Region labeling items:
-- begin --

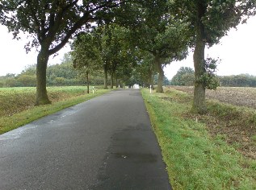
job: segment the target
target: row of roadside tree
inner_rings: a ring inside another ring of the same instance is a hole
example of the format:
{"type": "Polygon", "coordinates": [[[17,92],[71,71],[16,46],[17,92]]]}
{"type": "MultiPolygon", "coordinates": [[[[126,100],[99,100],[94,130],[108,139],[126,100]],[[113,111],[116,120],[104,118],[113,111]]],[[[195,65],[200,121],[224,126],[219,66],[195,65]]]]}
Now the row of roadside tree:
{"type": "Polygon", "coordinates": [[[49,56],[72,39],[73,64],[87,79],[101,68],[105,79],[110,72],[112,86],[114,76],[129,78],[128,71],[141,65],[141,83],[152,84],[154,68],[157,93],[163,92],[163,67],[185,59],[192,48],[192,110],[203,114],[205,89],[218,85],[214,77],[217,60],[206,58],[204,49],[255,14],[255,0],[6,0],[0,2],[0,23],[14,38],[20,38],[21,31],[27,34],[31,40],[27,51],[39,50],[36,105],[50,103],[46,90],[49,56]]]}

-- end --
-- begin --

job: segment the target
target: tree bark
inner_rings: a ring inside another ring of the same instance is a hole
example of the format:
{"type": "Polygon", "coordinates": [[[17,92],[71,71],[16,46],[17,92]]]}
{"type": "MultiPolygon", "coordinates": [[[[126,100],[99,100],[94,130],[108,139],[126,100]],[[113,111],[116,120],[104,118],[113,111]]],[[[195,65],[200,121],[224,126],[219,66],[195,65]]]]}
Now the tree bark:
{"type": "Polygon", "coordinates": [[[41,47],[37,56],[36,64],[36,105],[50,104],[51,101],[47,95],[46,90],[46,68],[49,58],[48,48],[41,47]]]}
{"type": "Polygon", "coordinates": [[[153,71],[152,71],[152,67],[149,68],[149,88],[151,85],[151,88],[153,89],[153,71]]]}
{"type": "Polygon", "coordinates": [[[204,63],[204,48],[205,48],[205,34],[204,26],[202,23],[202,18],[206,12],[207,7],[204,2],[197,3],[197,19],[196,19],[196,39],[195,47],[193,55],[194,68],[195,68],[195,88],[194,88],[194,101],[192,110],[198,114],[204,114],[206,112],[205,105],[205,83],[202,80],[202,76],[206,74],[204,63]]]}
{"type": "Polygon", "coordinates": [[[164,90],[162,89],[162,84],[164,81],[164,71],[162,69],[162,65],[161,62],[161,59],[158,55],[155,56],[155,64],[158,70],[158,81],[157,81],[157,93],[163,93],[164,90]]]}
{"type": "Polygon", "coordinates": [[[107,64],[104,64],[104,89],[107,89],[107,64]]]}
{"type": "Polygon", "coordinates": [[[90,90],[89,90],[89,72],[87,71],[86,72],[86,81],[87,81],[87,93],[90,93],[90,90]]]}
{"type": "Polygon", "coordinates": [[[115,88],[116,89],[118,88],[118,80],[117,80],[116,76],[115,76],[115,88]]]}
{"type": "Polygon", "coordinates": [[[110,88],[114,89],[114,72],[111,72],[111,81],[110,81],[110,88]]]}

-- end --
-- begin --

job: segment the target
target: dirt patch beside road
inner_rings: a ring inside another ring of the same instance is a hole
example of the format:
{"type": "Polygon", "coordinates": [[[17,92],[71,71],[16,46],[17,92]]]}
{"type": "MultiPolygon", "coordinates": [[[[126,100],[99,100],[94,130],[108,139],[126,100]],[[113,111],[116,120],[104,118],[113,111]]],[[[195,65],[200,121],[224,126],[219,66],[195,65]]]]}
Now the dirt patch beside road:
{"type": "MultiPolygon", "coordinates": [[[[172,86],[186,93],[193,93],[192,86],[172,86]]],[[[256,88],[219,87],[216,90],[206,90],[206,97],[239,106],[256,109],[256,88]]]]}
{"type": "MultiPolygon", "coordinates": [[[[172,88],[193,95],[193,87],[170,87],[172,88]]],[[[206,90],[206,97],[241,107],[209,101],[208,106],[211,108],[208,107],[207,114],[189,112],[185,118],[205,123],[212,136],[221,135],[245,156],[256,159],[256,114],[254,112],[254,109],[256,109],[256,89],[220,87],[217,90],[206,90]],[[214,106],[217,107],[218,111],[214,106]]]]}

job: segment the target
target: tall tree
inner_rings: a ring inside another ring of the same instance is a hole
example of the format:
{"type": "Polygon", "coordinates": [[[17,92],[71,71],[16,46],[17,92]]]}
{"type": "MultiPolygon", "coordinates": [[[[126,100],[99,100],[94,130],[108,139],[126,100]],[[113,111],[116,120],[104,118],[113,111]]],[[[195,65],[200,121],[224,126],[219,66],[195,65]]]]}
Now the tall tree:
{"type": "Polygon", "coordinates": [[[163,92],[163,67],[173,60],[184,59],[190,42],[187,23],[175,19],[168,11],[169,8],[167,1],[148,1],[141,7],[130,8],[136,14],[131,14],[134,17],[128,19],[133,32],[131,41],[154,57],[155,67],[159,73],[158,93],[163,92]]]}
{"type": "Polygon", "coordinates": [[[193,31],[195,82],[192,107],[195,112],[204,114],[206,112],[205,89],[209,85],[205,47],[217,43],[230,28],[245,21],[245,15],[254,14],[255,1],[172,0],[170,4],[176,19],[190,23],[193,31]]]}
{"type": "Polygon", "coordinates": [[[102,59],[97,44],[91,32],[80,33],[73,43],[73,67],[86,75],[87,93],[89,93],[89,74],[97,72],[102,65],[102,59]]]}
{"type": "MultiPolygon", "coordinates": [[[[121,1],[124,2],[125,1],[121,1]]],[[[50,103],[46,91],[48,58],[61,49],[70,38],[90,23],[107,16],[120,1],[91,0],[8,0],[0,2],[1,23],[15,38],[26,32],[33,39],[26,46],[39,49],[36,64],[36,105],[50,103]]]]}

-- end --

* [Exercise goal]:
Show each line of the rows that contains the word "beside".

* [Completed exercise]:
target: dirt patch beside road
Now the dirt patch beside road:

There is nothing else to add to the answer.